According to the text on healing from trauma, how long did the writer's "breakthrough crisis" last?

-------- Text section --------

This week, I have been talking about the need to remember enough of the trauma to “let go.” I have also been sharing some personal examples of how this process has worked for me. You can catch up here and here.
I don’t want anyone to think that there is something “wrong” with them if they don’t experience the same results that I did in “letting go” of my most traumatizing memory in about three weeks’ time. Healing is not a race or a competition.
I don’t think it is possible to “let go” of trauma in three weeks without a significant amount of practice and experience in working through trauma. When I first started on my healing journey, I recovered memories of the mother-daughter sexual abuse. My “breakthrough crisis” lasted for six weeks – every single minute of six weeks. I then got a four-hour reprieve where I realized there was actually life after this horrifying experience. When the four hours ended, I was right back where I was before – drowning in emotional pain – but this time I had the **hope** of a future that was not consumed by pain.
My therapist assured me that the healing process would move me toward shorter difficult periods (from six weeks to hours or days) and that the easier periods would grow longer (from four hours to weeks or even months!). Of course, I had a hard time believing this in the moment, but it gave me hope.

-------- Available data --------

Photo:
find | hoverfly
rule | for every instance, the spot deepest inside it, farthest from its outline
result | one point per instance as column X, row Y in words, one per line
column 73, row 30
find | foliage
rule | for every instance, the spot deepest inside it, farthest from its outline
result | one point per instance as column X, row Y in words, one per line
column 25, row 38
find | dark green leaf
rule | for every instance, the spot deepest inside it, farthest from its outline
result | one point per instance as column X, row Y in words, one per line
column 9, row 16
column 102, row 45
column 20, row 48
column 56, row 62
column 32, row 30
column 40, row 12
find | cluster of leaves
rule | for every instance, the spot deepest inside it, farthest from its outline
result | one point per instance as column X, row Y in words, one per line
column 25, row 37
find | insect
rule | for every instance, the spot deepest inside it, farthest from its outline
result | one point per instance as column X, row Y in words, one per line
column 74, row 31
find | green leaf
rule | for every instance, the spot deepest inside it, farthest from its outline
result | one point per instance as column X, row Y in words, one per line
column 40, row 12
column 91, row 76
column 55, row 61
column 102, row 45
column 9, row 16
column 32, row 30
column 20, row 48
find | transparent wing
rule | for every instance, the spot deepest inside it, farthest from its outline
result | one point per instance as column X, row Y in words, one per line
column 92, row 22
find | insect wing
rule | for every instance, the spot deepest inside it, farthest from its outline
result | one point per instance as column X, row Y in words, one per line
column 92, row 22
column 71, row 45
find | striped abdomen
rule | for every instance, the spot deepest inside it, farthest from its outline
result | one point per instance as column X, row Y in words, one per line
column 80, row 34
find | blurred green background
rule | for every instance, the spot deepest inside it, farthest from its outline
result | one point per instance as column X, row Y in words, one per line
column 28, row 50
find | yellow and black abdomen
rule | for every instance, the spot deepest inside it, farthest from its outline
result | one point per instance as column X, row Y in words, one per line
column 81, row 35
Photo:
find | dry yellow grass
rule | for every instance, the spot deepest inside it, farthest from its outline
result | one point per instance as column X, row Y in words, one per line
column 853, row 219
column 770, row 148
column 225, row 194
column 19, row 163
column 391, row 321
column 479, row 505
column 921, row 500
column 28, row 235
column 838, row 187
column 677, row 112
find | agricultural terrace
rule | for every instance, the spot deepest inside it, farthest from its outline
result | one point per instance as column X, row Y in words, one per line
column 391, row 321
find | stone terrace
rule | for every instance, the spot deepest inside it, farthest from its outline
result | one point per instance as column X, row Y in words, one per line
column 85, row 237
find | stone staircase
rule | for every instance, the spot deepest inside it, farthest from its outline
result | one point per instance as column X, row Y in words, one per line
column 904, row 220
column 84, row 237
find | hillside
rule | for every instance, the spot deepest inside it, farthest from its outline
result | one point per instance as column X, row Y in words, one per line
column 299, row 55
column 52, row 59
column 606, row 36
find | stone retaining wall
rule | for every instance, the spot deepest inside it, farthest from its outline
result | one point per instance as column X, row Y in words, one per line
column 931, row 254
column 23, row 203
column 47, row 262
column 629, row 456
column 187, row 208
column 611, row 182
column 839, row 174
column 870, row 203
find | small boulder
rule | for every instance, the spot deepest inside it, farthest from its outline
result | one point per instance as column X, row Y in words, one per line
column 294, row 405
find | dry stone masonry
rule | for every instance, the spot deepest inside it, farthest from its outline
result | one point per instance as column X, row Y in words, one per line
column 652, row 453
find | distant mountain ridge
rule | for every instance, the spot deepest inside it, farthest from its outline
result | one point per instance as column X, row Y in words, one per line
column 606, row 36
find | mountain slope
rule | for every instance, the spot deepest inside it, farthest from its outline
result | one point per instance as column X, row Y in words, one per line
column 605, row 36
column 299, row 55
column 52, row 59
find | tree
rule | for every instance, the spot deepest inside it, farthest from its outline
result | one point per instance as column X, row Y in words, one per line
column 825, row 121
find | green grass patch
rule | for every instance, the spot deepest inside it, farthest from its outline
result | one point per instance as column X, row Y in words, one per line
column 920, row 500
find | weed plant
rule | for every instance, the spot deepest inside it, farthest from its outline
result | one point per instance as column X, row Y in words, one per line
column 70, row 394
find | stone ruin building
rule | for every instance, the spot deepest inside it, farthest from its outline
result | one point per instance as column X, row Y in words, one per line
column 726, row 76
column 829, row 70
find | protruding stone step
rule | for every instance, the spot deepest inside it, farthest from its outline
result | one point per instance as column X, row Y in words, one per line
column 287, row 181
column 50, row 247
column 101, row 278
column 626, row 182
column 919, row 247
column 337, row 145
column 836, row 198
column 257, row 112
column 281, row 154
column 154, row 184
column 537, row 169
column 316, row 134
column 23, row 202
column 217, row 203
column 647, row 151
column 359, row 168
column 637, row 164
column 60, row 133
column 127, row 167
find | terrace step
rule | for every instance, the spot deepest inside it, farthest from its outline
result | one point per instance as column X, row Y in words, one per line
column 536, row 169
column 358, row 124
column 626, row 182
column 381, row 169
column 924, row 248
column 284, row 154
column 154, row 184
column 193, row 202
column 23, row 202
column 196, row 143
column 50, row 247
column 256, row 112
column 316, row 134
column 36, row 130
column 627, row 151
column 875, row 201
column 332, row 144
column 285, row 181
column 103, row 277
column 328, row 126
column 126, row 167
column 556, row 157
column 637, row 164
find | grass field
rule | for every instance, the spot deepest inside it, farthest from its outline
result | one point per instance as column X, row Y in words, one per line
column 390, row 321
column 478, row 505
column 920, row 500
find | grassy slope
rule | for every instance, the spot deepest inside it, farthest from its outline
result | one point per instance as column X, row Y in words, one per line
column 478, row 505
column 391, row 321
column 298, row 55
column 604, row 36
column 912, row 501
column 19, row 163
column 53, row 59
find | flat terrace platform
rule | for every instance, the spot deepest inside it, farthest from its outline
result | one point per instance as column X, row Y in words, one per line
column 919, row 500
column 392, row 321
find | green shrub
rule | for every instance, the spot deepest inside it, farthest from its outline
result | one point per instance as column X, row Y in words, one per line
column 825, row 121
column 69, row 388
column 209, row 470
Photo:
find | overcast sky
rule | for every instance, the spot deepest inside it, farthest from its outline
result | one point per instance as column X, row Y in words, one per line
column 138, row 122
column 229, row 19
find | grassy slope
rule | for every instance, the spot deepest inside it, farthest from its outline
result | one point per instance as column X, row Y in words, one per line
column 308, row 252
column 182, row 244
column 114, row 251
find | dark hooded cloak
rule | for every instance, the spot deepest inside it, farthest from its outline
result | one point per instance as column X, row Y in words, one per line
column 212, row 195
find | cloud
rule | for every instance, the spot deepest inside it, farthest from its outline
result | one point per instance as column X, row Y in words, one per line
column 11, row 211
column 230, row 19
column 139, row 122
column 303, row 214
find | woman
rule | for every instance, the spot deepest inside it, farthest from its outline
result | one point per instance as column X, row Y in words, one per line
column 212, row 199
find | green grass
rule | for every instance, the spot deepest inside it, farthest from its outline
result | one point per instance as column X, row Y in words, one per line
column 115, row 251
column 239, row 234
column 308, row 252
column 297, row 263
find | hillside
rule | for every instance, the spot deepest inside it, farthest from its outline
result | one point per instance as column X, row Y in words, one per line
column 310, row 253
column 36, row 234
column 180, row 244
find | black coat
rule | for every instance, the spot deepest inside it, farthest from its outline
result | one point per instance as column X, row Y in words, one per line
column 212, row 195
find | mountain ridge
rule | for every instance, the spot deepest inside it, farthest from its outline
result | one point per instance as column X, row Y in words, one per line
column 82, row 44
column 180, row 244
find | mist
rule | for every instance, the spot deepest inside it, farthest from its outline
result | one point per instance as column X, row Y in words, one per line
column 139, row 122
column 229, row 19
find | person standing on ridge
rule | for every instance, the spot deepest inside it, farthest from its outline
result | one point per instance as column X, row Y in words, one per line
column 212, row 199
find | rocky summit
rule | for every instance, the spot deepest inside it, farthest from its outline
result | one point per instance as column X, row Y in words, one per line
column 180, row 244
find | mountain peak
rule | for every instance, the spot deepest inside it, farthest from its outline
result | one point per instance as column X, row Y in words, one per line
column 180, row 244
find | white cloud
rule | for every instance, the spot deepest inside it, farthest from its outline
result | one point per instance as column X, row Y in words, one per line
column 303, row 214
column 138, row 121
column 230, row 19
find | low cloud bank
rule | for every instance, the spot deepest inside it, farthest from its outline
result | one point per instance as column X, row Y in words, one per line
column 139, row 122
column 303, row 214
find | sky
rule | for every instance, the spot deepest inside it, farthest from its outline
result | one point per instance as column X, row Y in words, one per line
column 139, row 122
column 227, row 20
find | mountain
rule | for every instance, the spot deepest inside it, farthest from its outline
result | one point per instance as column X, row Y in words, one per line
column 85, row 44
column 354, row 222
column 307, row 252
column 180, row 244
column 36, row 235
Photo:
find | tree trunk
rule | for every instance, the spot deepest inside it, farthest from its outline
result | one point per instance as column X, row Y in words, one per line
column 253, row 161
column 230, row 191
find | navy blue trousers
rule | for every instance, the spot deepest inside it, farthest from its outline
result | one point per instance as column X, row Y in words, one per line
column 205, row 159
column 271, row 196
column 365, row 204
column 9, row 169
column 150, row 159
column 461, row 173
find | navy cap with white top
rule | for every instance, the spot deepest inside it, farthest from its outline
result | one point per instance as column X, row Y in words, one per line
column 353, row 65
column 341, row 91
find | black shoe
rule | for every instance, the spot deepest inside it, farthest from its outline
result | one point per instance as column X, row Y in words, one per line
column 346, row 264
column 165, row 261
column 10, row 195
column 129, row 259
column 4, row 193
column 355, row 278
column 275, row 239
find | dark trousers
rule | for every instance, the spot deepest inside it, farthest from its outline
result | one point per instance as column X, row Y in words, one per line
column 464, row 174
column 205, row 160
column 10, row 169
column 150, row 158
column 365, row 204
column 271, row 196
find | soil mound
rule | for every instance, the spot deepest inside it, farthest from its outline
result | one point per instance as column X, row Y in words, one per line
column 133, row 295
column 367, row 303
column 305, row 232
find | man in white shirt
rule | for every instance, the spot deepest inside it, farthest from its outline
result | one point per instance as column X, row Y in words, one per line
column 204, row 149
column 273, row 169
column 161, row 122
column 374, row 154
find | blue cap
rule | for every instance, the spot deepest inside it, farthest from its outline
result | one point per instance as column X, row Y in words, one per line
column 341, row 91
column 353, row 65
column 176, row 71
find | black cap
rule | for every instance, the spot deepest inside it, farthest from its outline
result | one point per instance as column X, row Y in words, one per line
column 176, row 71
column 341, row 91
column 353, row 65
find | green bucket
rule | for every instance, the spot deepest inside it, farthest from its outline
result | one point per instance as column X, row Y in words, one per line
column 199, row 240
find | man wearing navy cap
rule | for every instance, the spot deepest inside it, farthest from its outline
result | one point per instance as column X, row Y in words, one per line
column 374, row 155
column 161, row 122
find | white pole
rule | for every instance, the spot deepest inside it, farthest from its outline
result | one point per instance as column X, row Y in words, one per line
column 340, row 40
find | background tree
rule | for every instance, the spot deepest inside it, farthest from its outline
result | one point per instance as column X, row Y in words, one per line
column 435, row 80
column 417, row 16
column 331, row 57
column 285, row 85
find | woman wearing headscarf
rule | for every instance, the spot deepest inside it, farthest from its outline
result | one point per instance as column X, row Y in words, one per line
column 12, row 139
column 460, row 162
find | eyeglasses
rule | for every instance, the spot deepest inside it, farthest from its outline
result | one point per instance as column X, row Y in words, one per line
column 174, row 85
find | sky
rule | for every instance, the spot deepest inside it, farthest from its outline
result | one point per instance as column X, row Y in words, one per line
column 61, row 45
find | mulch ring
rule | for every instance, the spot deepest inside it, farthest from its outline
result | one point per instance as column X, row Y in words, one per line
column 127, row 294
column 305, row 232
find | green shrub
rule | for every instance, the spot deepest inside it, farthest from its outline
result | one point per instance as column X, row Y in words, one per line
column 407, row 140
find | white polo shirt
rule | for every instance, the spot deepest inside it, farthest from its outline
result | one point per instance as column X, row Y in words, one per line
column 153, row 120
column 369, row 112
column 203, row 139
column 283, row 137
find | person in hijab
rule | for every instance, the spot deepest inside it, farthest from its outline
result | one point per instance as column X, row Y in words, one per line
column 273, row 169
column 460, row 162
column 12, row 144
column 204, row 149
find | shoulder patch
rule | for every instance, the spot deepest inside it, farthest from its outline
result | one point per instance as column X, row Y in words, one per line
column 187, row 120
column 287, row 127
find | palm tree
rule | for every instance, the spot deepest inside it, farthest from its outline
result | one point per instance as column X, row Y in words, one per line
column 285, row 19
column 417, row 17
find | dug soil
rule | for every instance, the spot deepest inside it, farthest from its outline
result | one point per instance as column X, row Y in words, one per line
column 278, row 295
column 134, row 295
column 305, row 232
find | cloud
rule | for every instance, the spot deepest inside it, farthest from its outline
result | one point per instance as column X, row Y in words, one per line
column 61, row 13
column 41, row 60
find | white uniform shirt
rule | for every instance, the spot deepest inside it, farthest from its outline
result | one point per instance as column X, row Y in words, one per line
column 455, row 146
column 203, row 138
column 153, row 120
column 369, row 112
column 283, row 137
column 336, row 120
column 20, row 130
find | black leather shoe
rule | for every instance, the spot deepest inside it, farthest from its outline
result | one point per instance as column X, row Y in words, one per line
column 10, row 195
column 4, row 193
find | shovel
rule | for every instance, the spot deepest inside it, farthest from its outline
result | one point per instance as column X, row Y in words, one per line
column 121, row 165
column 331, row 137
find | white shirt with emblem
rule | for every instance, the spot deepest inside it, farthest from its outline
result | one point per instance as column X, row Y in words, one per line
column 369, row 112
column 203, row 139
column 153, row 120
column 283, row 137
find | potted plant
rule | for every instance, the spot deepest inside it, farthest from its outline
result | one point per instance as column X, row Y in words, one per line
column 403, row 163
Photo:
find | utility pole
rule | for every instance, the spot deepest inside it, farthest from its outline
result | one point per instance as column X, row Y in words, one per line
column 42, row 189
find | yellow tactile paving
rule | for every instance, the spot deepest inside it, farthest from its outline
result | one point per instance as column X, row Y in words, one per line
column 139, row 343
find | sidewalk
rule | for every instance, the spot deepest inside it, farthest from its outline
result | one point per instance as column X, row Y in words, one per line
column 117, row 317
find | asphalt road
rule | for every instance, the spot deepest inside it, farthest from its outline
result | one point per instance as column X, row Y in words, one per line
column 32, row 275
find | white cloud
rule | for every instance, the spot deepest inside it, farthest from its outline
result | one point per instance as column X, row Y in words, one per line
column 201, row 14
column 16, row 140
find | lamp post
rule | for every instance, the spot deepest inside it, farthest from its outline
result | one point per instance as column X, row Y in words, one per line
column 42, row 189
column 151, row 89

--------

Solution for this problem
Six weeks